* Exercise objective *
Continue the mailing-list message below about putting a CNAME on a zone's main domain name, picking up after its final sentence.

* Source excerpt *
CNAME for main domain
Danny Mayer
mayer at gis.net
Tue Nov 26 14:16:16 UTC 2002
At 05:46 PM 11/25/02, Kevin Darcy wrote:
>"Gregory J." wrote:
>
> > Is it valid to have the "main" (I call it that for inability to think
> > of a better word) domain in a zone a CNAME? This zone file for
> > example:
> >
> > $TTL 86400
> > @ IN SOA ns1.domain.com. admin.domain.com. (
> > 2002112301 ; Serial, YYYYMMDDXX
> > 3600 ; Refresh, 1 hour
> > 1200 ; Retry, 20 minutes
> > 2592000 ; Expire, 1 month
> > 600 ) ; Minimum, 10 minutes
> > IN NS ns1.domain.com.
> > IN NS ns2.domain.com.
> > IN CNAME host1
> > host1 IN A 123.456.789.101
> > IN MX 10 host1
> > IN MX 20 host2
> > host2 IN A 123.456.789.102
> > IN MX 10 host2
> > IN MX 20 host1
> >
> > Is the CNAME record correct? I set it up so that http://domain.com/
> > points to host1, which serves the organization's Web site. I could
> > have made it "IN A 123.456.789.101," but I didn't want to have two
> > mappings to the same IP -- it's untidy for reverse DNS.

* Data extract *
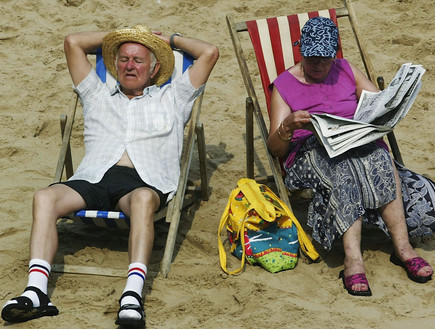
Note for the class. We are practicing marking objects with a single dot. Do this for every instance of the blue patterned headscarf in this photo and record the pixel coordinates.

* Response to this exercise *
>
>No, when a name owns a CNAME, it cannot legally any other record. The
>zone apex in your example owns an SOA and 2 NS records, so it cannot
>legally own a CNAME record.
>
>If you want the zone apex name to resolve to an address, you must use an
>A record for it rather than a CNAME. There's no problem making the
>"www" name an alias for the zone apex name, however, so that should fix
>your reverse-record "untidiness".
This really has nothing to do with the reverse-record. These are the forward
records. You can put whatever you want in the PTR records. In this case
you apparently want it to point back to the www name.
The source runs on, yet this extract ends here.